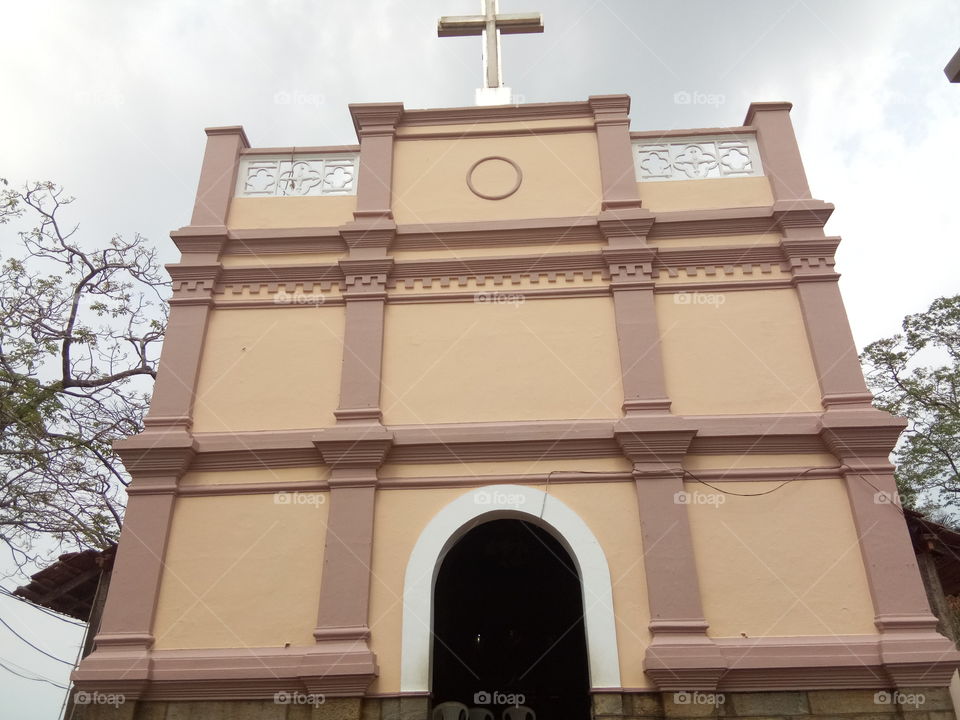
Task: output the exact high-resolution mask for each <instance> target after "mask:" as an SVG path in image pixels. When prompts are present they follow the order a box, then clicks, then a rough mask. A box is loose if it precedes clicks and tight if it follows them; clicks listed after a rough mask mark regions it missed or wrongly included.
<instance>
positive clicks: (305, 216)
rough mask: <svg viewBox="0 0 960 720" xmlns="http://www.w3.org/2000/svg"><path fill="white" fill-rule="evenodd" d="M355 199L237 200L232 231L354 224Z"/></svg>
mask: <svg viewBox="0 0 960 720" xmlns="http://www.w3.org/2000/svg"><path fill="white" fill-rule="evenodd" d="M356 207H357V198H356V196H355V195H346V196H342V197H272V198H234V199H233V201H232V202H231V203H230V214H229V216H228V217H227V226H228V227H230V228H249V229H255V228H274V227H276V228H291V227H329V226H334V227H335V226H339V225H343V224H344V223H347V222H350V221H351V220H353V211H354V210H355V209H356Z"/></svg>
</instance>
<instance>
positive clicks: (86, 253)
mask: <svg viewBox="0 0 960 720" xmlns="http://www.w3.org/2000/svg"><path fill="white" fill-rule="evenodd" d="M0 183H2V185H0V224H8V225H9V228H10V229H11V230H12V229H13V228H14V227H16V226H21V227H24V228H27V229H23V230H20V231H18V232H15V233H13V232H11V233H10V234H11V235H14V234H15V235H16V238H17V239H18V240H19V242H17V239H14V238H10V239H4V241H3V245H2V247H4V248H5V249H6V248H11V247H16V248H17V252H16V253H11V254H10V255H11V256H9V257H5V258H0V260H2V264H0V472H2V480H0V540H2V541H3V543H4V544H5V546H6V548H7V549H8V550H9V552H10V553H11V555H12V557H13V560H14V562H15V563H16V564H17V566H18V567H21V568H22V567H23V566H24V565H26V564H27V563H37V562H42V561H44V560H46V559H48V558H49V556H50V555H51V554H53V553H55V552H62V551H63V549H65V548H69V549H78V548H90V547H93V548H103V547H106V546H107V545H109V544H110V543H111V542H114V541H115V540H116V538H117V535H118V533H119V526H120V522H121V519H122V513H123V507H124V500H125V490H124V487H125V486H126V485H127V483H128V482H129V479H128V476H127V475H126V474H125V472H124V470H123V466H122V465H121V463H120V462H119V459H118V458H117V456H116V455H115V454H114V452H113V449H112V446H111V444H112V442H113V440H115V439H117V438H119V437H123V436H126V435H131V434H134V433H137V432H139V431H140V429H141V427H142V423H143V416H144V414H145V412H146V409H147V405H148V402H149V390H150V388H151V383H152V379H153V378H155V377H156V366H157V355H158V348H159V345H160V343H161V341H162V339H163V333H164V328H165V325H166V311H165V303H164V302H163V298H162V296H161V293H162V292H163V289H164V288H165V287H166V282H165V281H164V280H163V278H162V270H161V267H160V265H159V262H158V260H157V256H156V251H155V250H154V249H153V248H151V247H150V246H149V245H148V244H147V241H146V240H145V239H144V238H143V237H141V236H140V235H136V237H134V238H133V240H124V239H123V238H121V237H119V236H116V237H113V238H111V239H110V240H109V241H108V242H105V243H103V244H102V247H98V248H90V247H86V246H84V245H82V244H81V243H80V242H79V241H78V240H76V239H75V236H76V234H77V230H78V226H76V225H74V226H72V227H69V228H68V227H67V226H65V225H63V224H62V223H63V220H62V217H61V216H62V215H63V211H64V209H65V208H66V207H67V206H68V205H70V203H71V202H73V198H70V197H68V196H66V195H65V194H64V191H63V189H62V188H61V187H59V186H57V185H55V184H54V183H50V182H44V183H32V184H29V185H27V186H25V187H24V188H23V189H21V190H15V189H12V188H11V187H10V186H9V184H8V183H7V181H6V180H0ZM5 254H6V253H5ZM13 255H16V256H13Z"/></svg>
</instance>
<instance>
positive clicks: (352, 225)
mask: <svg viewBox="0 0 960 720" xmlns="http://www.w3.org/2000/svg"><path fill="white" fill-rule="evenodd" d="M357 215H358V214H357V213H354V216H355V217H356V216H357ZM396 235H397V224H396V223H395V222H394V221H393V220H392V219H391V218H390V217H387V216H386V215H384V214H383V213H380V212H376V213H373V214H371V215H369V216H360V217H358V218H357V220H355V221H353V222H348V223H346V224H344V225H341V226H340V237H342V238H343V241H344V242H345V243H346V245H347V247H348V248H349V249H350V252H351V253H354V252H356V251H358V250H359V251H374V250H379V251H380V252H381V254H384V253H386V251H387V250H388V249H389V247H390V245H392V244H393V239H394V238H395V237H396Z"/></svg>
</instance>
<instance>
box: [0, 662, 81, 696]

■ ■ ■ ■ ■ ■ ■

> [Directive]:
Reproduce every entry above word for word, omitting the pictures.

> [Result]:
Task: output the exact high-resolution mask for each <instance> target after "mask:" as an SVG path in image pixels. When prompts are present they follow the order a box, then clicks, then a rough mask. A box is loose if it precedes clicks and tight if it follows them; clicks listed after a rough mask mark regions it missed or wrongly included.
<instance>
positive clicks: (305, 216)
rough mask: <svg viewBox="0 0 960 720" xmlns="http://www.w3.org/2000/svg"><path fill="white" fill-rule="evenodd" d="M355 199L237 200L232 231L354 224Z"/></svg>
mask: <svg viewBox="0 0 960 720" xmlns="http://www.w3.org/2000/svg"><path fill="white" fill-rule="evenodd" d="M356 207H357V198H356V196H355V195H346V196H342V197H272V198H234V199H233V201H232V202H231V203H230V214H229V216H228V217H227V226H228V227H230V228H249V229H255V228H274V227H276V228H291V227H329V226H334V227H335V226H339V225H343V224H344V223H347V222H350V221H351V220H353V211H354V210H355V209H356Z"/></svg>
</instance>
<instance>
positive clicks: (86, 253)
mask: <svg viewBox="0 0 960 720" xmlns="http://www.w3.org/2000/svg"><path fill="white" fill-rule="evenodd" d="M0 183H2V185H0V224H8V225H9V228H10V229H11V230H12V229H13V228H14V227H16V226H21V227H24V228H27V229H23V230H20V231H18V232H15V233H13V232H11V233H10V234H11V235H14V234H15V235H16V238H17V239H18V240H19V242H17V239H14V238H10V239H4V241H3V245H2V247H4V248H5V249H6V248H11V247H16V248H17V252H16V253H11V254H10V255H11V256H9V257H5V258H0V260H2V264H0V472H2V480H0V540H2V541H3V543H4V544H5V546H6V548H7V549H8V550H9V552H10V553H11V555H12V557H13V560H14V562H15V563H16V564H17V566H18V567H21V568H22V567H23V566H24V565H26V564H27V563H37V562H42V561H44V560H46V559H48V558H49V556H50V555H51V554H53V553H55V552H62V551H63V549H65V548H69V549H78V548H90V547H93V548H103V547H106V546H107V545H109V544H110V543H111V542H114V541H115V540H116V538H117V535H118V533H119V526H120V522H121V519H122V513H123V507H124V500H125V490H124V487H125V486H126V485H127V483H128V482H129V479H128V476H127V475H126V474H125V472H124V470H123V466H122V465H121V463H120V462H119V459H118V458H117V456H116V455H115V454H114V452H113V449H112V446H111V444H112V442H113V440H115V439H117V438H119V437H123V436H126V435H131V434H134V433H137V432H139V431H140V429H141V427H142V423H143V416H144V414H145V412H146V409H147V405H148V402H149V390H150V388H151V383H152V379H153V378H155V377H156V366H157V355H158V348H159V345H160V343H161V341H162V339H163V333H164V328H165V325H166V311H165V303H164V302H163V298H162V296H161V293H162V292H163V289H164V288H165V287H166V282H165V281H164V280H163V278H162V270H161V267H160V265H159V262H158V260H157V256H156V251H155V250H154V249H153V248H151V247H150V246H149V245H148V244H147V241H146V240H145V239H144V238H143V237H141V236H140V235H136V237H134V238H133V240H124V239H123V238H121V237H119V236H116V237H113V238H111V239H110V240H109V241H108V242H105V243H103V244H102V247H98V248H90V247H86V246H84V245H82V244H81V243H80V242H79V241H78V240H76V239H75V236H76V234H77V230H78V226H76V225H74V226H72V227H69V228H68V227H67V226H65V225H63V224H62V223H63V220H62V217H61V216H62V215H63V211H64V209H65V208H66V207H67V206H68V205H70V203H71V202H73V198H70V197H68V196H66V195H65V194H64V191H63V189H62V188H61V187H59V186H57V185H55V184H54V183H50V182H44V183H32V184H29V185H27V186H25V187H24V188H23V189H21V190H15V189H12V188H11V187H10V186H9V184H8V183H7V181H6V180H0ZM5 254H6V253H5ZM13 255H16V256H13Z"/></svg>
</instance>
<instance>
positive clicks: (352, 225)
mask: <svg viewBox="0 0 960 720" xmlns="http://www.w3.org/2000/svg"><path fill="white" fill-rule="evenodd" d="M357 215H358V214H357V213H354V216H355V217H356V216H357ZM396 235H397V224H396V223H395V222H394V221H393V220H392V219H391V218H390V217H387V216H386V215H384V214H383V213H380V212H376V213H373V214H371V215H369V216H360V217H358V218H357V220H355V221H353V222H348V223H346V224H344V225H341V226H340V237H342V238H343V241H344V242H345V243H346V245H347V247H348V248H349V249H350V252H351V253H354V252H356V251H358V250H359V251H374V250H379V251H380V252H381V254H384V253H386V251H387V250H388V249H389V247H390V245H392V244H393V239H394V238H395V237H396Z"/></svg>
</instance>
<instance>
box: [0, 662, 81, 696]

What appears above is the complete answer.